Prompt
Copy the listing below word for word, from the line containing "I need the bounding box for the dirt ground" through the line containing "696,111 -> 732,224", both of those lines included.

+===+

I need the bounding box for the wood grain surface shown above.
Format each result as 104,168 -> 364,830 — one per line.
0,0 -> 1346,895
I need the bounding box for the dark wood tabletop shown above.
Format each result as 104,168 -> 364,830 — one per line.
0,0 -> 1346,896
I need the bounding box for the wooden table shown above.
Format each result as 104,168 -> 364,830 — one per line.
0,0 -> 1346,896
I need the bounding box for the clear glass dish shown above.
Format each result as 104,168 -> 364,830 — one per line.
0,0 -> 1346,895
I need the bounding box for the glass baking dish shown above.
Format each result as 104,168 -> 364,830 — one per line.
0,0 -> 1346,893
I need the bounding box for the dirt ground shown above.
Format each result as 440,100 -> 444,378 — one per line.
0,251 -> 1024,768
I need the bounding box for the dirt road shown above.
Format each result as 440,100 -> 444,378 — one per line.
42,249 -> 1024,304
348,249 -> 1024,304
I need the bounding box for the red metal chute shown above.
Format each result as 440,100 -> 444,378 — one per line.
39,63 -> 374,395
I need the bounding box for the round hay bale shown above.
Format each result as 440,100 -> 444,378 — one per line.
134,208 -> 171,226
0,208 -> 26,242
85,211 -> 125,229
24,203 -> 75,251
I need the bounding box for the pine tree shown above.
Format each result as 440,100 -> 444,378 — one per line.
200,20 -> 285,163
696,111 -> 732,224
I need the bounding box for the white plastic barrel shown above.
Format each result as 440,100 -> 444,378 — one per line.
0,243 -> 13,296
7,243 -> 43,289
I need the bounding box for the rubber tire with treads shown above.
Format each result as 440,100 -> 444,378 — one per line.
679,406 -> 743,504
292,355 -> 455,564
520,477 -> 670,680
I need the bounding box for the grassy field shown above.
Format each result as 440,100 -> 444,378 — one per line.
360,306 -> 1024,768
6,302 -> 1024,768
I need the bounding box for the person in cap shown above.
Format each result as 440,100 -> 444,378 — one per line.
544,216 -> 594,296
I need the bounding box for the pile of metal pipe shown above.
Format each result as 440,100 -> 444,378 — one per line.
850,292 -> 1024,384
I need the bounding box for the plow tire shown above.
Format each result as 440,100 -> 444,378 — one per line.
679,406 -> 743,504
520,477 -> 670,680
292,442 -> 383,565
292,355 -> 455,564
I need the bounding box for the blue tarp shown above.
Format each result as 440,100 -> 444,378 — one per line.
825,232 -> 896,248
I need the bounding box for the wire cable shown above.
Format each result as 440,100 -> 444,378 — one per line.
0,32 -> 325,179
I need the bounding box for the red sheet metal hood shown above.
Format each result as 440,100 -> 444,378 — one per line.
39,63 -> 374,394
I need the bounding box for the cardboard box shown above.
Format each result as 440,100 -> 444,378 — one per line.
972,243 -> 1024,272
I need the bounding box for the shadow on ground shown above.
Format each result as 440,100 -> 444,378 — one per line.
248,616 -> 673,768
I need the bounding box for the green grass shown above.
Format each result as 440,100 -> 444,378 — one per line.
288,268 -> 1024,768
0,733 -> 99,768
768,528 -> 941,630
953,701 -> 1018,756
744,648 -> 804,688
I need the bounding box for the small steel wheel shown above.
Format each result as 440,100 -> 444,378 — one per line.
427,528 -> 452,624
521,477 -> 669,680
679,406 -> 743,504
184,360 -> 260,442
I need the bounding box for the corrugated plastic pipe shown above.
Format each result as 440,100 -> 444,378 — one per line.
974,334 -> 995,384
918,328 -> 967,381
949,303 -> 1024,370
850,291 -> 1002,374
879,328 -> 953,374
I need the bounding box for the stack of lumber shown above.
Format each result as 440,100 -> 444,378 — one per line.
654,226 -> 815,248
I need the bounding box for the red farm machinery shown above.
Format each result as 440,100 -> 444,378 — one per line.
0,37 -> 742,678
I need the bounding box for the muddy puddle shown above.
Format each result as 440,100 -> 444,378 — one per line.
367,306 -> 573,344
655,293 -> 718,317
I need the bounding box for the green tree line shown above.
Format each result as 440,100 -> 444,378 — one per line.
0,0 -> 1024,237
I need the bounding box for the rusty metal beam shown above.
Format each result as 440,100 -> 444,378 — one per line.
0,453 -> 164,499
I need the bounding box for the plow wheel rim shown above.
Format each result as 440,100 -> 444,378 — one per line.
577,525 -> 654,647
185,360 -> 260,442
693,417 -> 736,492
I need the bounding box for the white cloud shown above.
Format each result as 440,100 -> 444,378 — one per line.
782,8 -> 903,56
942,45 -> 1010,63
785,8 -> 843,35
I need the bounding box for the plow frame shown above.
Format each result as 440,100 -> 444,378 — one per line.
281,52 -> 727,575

+===+

Full solution
I need the bounding box for the dirt ground shown above.
Format each result as 440,100 -> 444,378 — one per line.
0,251 -> 1024,768
I need the bounding box for the dirt road shown above.
Format each result as 440,100 -> 444,378 — one per line.
42,249 -> 1024,304
348,249 -> 1024,304
I need the bounding box for the red metal chute shown above.
Format each result as 440,100 -> 444,378 — one per line.
39,63 -> 374,395
I need the bounding box for the round hay bale shown above.
Format each result as 440,100 -> 444,378 — one per line.
134,208 -> 171,226
0,208 -> 26,242
85,211 -> 125,229
24,203 -> 75,251
I need the bounding box for the pine tree shown above.
Format each result as 440,100 -> 444,378 — one per line.
200,20 -> 285,163
696,111 -> 732,224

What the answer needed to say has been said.